Problem requirements: Rewrite the lines below as a JSON list of strings, one string per line, leaving out any blank lines.

Provided data:
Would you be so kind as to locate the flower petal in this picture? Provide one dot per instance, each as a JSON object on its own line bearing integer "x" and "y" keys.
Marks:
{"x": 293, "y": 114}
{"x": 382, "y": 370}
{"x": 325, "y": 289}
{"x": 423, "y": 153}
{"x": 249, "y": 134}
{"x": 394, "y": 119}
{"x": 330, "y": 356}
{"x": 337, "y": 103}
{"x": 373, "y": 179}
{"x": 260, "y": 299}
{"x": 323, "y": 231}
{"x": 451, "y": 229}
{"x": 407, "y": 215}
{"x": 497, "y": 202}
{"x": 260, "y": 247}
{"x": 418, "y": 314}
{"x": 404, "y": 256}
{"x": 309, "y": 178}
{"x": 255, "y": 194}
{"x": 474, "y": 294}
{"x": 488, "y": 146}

Output:
[
  "Would you be so kind as to locate the flower petal in this picture? Provide one dot per instance, each as a JSON object on its own line bearing integer \"x\" and \"y\" keys.",
  "Marks:",
  "{\"x\": 293, \"y\": 114}",
  "{\"x\": 382, \"y\": 370}",
  "{\"x\": 325, \"y\": 289}",
  "{\"x\": 423, \"y\": 153}",
  "{\"x\": 249, \"y\": 134}",
  "{\"x\": 394, \"y\": 119}",
  "{\"x\": 330, \"y\": 356}",
  "{\"x\": 337, \"y\": 103}",
  "{\"x\": 373, \"y\": 179}",
  "{\"x\": 260, \"y\": 299}",
  "{\"x\": 323, \"y\": 231}",
  "{\"x\": 451, \"y\": 229}",
  "{\"x\": 407, \"y\": 215}",
  "{\"x\": 497, \"y\": 202}",
  "{\"x\": 260, \"y\": 247}",
  "{\"x\": 418, \"y\": 314}",
  "{\"x\": 404, \"y\": 256}",
  "{\"x\": 309, \"y\": 178}",
  "{\"x\": 255, \"y\": 194}",
  "{\"x\": 474, \"y\": 294}",
  "{\"x\": 488, \"y\": 146}"
]